**Work required**. Count the lines in the rows below that contain the string "chair", and reply with only that number.

==== Supplied data

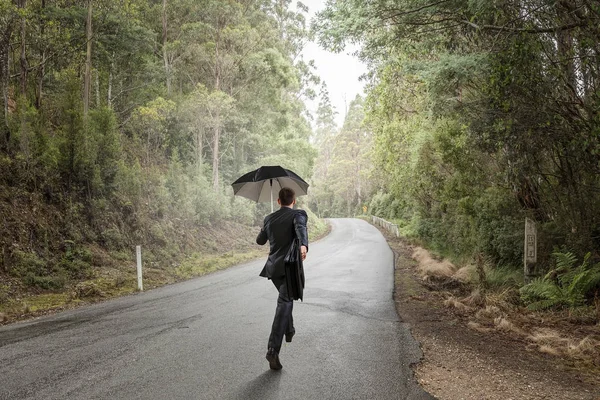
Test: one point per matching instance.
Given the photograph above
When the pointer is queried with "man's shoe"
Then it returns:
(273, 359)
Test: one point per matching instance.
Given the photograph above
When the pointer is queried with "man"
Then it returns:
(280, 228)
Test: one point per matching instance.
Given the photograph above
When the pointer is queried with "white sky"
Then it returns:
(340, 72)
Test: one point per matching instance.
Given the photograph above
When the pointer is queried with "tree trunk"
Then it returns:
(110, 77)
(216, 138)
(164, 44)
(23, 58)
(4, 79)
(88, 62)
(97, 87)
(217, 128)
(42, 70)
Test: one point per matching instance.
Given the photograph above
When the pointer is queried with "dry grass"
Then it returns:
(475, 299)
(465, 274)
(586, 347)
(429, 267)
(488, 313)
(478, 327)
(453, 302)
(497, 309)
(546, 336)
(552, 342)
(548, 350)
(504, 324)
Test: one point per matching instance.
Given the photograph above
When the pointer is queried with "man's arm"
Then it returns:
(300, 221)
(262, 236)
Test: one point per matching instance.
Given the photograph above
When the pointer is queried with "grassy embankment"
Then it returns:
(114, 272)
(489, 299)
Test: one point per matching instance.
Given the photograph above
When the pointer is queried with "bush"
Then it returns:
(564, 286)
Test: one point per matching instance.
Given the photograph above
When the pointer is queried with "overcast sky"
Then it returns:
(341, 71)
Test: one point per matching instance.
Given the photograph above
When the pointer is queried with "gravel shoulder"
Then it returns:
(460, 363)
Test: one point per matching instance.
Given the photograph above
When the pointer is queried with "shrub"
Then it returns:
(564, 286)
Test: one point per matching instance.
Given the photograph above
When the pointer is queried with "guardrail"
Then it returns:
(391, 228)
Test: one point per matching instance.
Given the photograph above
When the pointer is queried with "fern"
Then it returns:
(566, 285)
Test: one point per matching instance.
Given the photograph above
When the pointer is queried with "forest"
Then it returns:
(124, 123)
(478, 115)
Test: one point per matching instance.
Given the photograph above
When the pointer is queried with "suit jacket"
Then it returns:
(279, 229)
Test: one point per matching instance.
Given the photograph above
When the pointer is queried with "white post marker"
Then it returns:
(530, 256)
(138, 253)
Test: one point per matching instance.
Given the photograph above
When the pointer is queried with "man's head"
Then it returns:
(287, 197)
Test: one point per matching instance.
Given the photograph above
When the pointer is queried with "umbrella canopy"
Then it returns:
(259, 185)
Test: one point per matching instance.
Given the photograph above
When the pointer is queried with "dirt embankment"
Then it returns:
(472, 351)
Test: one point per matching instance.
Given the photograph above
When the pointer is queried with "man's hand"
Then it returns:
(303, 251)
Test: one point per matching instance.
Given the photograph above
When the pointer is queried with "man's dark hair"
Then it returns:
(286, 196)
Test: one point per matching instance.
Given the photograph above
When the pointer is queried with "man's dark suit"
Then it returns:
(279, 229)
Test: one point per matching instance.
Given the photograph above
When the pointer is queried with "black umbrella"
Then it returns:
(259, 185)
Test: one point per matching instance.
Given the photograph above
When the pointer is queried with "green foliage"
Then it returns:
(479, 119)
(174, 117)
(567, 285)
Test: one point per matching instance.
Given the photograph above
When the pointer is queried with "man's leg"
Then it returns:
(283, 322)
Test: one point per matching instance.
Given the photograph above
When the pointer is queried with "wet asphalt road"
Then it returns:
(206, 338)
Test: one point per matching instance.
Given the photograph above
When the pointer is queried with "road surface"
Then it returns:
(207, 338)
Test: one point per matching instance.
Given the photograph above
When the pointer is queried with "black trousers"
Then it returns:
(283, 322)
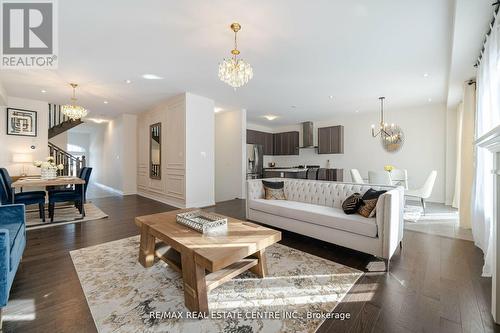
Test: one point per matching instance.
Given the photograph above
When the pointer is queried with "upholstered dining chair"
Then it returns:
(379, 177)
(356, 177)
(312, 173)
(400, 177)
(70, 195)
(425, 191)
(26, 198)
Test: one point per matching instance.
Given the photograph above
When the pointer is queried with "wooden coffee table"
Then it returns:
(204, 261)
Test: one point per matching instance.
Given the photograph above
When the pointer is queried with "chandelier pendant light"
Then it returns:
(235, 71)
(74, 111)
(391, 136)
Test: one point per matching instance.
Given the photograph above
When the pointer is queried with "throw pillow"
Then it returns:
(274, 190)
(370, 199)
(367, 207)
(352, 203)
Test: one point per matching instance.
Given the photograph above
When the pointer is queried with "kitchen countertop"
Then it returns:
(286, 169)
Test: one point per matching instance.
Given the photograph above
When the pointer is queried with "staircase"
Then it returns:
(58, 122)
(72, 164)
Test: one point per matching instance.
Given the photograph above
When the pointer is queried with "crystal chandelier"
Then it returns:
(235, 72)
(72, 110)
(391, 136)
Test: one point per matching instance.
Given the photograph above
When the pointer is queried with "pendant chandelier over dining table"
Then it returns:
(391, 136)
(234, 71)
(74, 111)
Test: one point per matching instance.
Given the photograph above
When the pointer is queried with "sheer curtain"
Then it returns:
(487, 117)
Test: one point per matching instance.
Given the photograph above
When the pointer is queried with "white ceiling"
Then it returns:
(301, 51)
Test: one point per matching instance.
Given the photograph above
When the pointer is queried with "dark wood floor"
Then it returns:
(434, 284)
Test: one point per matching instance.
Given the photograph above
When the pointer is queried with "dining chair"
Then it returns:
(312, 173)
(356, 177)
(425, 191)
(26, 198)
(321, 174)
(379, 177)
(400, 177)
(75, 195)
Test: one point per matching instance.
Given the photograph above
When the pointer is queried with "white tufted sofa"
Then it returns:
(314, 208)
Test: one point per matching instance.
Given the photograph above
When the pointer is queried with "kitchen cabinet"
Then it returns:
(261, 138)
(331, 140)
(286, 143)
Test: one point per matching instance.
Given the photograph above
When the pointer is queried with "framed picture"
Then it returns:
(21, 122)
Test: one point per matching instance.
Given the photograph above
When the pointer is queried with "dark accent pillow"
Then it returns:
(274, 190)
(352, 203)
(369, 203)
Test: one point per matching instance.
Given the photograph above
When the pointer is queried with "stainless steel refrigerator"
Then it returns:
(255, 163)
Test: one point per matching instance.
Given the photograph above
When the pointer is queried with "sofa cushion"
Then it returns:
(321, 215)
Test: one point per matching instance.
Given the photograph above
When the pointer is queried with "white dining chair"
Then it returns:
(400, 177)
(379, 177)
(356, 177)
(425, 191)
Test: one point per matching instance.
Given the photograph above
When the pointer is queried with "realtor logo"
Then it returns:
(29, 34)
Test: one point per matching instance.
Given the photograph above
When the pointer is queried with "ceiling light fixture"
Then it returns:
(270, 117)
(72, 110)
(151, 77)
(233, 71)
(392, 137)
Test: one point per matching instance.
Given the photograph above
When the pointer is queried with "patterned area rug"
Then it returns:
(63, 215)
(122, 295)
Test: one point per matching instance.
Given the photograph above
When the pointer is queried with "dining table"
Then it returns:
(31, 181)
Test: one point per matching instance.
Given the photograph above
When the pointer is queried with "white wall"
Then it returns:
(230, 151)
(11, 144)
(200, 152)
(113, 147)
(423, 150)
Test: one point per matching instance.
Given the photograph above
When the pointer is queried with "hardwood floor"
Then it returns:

========

**Exercise response**. 3